▸ TEXT BLOCK:
───
Background information
- Born: William Herman Quintrell 27 June 1888
- Died: 13 August 1946 (aged 58)
- Genres: Jazz

= Will Quintrell =

William Herman Quintrell (27 June 1880 in Moonta, South Australia – 13 August 1946 in Sydney, New South Wales) was an Australian jazz band leader, pianist, and conductor, active during the early 20th century.

== Career ==
Quintrell's father was a musician in South Australia, and formed a concert group with his eight children. Will Quintrell studied music and then left Australia to tour with Maurice Bandmann. After he returned to Australia, in 1911 he became music director at the Tivoli Theatre, Adelaide. Three years later, he had moved interstate to work as conductor for the Tivoli, Melbourne, and then the Tivoli theatre, Sydney in 1915. At the same time, his brother Fred Quintrell was also a conductor in New York.

In August 1919 Will Quintrell married pantomime artist and musician Esmee Ellen McLennan.

=== Royal Squadron Syncopators (1925) ===

First formed in 1925 by Quintrell, the Royal Squadron Syncopators featured members of the pit band at the Sydney Tivoli, and accompanied singer Miss Wish Wynne. They toured the Tivoli circuit over five months, led by Quintrell, including a show in Brisbane. In 1926, Quintrell led a new band called the Royal Spanish Syncopators, also at the Sydney Tivoli.

=== Tom Katz Saxophone Band, 3LO, and 'Breeze' (1928) ===

At the beginning of 1928, Quintrell formed the Tom Katz Saxophone Band, a Blackface music group who toured Australia, New Zealand, and England, and recorded music for Columbia. He also formed a new orchestra for the radio station 3LO, specialising in classical music, and another specialising in jazz.

Quintrell also arranged and recorded a version of the song 'Breeze' for Columbia in New Zealand. By May 1928, it had sold approximately 8,000 copies in New Zealand, and sold over 21,000 copies.

=== Later life (1930s–1940s) ===

During the 1930s, Quintrell left the Tivoli and joined J.C. Williamson's company. He worked for the Regent Theatre in his final years, and revived the Royal Squadron Syncopators for a series of seasons at Hoyts' Regent theatres in Brisbane (1940–1942) and Sydney (1943–1944).

Will Quintrell died 13 August 1946, and was survived by his wife and two children. Mrs Quintrell died in 1949.

His archive is held by the Australian Performing Arts Collection.
───
▸ EXERCISE PROMPT: Write out the part of the Will Quintrell article starting with "At the beginning" and going on through "and Sydney (1943–1944).", word for word. The records come from a source other than the Will Quintrell article.

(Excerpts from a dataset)
───
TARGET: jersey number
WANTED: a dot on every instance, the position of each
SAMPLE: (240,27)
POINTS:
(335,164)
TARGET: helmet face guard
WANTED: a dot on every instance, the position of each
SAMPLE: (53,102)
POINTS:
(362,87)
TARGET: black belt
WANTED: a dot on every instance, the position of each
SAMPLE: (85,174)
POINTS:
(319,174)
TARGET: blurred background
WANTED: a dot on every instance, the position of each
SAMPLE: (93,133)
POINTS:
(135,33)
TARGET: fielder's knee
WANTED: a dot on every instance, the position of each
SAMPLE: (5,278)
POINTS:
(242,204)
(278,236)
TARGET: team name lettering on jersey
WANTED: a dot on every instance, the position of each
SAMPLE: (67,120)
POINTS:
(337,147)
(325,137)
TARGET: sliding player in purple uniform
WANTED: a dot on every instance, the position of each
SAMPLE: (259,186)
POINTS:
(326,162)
───
▸ TASK RESULT:
At the beginning of 1928, Quintrell formed the Tom Katz Saxophone Band, a Blackface music group who toured Australia, New Zealand, and England, and recorded music for Columbia. He also formed a new orchestra for the radio station 3LO, specialising in classical music, and another specialising in jazz.

Quintrell also arranged and recorded a version of the song 'Breeze' for Columbia in New Zealand. By May 1928, it had sold approximately 8,000 copies in New Zealand, and sold over 21,000 copies.

=== Later life (1930s–1940s) ===

During the 1930s, Quintrell left the Tivoli and joined J.C. Williamson's company. He worked for the Regent Theatre in his final years, and revived the Royal Squadron Syncopators for a series of seasons at Hoyts' Regent theatres in Brisbane (1940–1942) and Sydney (1943–1944).